> WHAT TO PRODUCE
Transcribe the line containing "the red and" and every line after it, exactly, through the end of the records.

> Records from a dataset
■ ■ ■

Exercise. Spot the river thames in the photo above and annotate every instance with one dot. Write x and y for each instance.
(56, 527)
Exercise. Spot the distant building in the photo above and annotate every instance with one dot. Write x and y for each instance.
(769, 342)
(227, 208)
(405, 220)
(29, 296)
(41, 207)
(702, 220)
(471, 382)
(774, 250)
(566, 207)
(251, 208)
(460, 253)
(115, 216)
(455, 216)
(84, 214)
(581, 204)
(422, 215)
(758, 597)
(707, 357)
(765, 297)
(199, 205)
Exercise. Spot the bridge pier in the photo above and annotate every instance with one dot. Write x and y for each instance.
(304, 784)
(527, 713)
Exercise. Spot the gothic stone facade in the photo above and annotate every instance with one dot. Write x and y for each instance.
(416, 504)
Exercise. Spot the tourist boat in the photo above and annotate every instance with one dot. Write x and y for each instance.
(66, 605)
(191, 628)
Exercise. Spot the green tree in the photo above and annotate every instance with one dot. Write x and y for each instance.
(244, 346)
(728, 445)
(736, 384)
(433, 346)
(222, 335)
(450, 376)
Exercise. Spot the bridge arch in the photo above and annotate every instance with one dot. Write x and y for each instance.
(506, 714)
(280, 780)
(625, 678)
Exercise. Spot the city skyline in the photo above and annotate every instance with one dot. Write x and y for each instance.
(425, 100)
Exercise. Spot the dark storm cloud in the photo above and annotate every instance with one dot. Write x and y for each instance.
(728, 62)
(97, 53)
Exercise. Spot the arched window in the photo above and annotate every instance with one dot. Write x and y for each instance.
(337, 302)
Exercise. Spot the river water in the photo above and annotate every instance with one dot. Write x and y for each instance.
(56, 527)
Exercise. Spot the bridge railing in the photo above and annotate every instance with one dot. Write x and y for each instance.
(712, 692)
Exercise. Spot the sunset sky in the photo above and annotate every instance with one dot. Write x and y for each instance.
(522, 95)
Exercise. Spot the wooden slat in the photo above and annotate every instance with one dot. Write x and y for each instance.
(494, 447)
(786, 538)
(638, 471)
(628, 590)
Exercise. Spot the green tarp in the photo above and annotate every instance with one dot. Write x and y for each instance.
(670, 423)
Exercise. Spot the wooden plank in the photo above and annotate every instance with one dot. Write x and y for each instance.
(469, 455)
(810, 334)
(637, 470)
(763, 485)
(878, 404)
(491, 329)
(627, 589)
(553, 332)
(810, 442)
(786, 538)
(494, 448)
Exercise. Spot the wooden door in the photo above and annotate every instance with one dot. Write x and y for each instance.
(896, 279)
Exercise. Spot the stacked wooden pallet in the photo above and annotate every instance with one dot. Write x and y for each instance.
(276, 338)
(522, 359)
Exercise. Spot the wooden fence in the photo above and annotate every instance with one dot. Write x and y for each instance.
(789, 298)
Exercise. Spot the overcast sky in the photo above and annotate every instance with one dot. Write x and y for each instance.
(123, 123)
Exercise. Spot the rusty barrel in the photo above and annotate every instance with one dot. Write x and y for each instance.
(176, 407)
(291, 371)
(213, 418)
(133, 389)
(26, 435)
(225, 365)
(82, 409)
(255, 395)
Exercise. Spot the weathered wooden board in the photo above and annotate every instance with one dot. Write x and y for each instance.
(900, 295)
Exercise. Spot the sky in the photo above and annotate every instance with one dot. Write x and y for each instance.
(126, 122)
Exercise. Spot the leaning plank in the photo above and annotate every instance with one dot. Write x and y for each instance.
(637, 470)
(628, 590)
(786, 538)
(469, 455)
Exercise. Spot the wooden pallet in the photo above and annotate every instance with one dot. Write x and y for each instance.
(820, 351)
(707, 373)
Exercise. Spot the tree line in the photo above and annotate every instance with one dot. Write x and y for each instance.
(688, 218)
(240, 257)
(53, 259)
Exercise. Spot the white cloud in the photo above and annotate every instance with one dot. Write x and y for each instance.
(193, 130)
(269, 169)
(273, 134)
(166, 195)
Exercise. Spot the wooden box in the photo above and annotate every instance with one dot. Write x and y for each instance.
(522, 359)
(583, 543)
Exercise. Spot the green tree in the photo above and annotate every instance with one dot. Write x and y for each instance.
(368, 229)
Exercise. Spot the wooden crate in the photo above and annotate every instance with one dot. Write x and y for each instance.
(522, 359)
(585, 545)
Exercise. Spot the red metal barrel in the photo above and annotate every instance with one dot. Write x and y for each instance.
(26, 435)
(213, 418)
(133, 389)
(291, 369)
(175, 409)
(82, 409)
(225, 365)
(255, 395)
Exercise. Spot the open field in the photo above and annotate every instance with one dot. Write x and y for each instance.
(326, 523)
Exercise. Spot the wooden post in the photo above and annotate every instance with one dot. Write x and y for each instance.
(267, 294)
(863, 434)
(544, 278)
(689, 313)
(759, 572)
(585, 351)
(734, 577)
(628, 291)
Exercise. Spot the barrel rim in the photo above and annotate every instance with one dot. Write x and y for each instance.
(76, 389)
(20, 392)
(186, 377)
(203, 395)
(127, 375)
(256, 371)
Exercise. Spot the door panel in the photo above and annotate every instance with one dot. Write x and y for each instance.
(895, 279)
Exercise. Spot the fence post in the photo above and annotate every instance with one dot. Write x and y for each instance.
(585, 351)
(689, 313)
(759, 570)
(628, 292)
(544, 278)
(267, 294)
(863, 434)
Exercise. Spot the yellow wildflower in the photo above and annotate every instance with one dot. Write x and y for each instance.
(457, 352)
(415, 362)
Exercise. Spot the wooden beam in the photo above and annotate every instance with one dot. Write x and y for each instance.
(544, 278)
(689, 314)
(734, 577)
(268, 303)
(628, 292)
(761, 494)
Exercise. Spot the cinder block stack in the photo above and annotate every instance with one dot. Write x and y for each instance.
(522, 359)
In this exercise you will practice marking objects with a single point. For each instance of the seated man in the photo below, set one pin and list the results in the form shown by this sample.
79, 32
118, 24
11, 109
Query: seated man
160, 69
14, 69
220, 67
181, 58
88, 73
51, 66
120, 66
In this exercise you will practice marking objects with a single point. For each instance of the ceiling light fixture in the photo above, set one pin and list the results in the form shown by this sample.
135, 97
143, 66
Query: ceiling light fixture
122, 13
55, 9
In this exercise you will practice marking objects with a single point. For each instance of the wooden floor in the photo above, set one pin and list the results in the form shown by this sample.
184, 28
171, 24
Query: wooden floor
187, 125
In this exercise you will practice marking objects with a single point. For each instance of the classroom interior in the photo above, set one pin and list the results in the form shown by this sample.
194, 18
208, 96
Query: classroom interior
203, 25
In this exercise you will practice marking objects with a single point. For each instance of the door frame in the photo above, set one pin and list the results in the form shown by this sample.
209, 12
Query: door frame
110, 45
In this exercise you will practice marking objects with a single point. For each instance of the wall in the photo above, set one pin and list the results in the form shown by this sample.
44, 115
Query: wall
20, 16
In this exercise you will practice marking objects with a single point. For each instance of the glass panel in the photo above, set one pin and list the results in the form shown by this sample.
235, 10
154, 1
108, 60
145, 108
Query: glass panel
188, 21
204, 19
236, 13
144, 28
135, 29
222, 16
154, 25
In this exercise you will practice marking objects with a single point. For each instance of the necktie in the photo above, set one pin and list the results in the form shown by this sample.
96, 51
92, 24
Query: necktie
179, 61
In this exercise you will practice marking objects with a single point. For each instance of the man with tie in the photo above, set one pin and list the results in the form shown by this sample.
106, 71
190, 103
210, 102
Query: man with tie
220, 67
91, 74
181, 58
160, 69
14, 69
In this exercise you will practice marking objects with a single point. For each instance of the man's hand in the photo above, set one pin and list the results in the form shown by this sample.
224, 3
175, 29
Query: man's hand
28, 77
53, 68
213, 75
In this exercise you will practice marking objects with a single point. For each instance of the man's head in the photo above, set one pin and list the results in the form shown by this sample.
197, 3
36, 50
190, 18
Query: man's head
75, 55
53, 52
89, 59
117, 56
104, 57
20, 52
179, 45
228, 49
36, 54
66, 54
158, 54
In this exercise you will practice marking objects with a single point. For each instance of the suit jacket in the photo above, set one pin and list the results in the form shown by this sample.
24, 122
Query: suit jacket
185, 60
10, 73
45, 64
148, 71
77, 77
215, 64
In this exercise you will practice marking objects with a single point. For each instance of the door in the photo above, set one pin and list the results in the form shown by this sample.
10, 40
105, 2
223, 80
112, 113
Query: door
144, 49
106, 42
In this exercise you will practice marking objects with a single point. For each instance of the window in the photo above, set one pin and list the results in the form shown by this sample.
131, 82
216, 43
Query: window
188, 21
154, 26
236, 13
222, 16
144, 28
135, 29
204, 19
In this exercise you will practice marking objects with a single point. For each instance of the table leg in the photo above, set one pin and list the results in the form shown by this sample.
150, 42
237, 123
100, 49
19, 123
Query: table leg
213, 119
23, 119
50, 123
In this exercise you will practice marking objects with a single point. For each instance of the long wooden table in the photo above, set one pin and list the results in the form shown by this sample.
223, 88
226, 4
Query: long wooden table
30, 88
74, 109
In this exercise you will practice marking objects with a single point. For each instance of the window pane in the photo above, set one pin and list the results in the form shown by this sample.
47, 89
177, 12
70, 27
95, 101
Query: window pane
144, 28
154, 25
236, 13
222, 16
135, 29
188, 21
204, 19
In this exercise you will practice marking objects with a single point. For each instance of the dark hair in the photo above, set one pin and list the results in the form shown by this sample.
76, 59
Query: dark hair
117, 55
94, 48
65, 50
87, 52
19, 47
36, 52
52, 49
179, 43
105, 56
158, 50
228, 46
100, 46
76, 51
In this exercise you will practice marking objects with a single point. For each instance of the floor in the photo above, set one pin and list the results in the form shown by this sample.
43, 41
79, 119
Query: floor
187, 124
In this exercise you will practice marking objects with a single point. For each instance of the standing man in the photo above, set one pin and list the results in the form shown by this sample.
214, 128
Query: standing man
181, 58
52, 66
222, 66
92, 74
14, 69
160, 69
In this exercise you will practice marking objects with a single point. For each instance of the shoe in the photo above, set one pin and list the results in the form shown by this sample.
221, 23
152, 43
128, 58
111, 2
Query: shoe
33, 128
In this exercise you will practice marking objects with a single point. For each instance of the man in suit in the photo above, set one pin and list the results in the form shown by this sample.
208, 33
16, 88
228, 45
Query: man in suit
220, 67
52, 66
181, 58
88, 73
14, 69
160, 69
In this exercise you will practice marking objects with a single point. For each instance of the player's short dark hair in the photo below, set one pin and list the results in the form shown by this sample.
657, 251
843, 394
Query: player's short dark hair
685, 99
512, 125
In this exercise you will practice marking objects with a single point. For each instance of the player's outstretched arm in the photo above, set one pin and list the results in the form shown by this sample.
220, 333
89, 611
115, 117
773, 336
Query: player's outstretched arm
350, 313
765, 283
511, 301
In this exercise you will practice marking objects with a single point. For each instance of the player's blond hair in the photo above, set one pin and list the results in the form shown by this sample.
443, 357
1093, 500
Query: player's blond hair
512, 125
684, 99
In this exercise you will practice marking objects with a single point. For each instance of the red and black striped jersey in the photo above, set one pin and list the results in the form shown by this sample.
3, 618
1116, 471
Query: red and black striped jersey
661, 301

■ ■ ■

> RESULT OF THIS TASK
In this exercise you will practice marking objects with a single point. For each instance of the red and black striped jersey in the photo above, set one pin and list the results in the form shown by this sample.
3, 618
1116, 471
Query: red and black striped jersey
661, 301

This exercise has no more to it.